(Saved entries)
>> BEGIN
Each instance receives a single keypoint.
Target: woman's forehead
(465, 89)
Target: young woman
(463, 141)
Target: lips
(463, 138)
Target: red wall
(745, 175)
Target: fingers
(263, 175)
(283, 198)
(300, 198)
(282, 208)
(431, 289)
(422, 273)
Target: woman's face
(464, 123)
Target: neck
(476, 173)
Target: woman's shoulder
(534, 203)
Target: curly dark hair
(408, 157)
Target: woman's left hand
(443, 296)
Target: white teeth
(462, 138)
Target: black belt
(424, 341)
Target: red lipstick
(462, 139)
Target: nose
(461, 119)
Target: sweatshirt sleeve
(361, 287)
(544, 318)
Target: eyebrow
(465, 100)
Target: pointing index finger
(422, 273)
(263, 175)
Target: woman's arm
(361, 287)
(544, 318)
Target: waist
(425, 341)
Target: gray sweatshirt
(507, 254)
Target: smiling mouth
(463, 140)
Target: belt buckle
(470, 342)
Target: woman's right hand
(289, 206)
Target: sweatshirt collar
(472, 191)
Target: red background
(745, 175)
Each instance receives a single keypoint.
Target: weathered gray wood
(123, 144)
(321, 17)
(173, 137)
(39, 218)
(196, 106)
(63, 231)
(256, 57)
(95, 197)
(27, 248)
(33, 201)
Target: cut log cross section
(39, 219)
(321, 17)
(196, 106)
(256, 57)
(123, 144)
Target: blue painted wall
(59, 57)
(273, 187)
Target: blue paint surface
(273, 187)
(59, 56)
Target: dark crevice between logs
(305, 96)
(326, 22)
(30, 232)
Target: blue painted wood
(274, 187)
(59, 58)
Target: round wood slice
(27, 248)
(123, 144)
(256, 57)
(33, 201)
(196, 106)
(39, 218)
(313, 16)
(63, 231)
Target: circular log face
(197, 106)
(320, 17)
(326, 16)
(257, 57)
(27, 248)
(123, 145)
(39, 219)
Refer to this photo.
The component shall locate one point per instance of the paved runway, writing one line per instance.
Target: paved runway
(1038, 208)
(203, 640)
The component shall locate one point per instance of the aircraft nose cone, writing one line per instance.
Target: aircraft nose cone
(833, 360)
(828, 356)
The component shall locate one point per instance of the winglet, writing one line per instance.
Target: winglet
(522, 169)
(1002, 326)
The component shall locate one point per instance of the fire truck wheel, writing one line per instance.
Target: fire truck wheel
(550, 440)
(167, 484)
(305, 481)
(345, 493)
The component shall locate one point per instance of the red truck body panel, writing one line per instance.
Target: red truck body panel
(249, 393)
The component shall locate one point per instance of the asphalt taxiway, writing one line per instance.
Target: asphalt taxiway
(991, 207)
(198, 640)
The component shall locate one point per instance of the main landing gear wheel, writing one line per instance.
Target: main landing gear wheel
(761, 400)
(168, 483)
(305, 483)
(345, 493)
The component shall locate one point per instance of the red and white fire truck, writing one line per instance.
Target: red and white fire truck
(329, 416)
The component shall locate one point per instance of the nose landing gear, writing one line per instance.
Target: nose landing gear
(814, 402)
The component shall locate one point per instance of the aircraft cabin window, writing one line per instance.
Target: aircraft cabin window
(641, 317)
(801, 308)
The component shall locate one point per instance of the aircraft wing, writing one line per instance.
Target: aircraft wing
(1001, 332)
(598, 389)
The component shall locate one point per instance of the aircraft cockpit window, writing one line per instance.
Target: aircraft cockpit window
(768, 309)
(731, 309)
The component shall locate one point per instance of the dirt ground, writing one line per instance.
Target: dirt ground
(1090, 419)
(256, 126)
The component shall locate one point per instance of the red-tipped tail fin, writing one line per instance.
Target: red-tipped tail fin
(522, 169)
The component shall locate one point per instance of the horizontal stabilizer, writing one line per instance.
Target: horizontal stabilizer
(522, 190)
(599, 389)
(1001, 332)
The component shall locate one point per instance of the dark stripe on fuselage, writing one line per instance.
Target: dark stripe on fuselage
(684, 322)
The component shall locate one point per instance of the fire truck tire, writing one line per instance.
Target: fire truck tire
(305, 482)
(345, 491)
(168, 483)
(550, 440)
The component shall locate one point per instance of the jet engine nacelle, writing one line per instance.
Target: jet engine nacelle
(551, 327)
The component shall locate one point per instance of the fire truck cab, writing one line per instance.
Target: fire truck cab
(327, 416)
>> END
Please copy out verbatim everything in the records from the line containing "The component shall locate one point per instance of the dark" down to the end of the records, both ends included.

→ Written answer
The component shall locate one point per instance of the dark stripe on fuselage, writing one line per instance.
Target: dark stripe on fuselage
(684, 322)
The component shall locate one point per instance of the fire truck tire, writing one line per instance.
Target: fire truck tire
(305, 482)
(345, 491)
(168, 483)
(550, 440)
The component shall locate one point per instance of the jet engine nacelle, writing one line per instance.
Target: jet engine nacelle
(551, 327)
The component shall locate one point per instance of the fire truck cab, writing one line per instance.
Target: fire truck cab
(327, 416)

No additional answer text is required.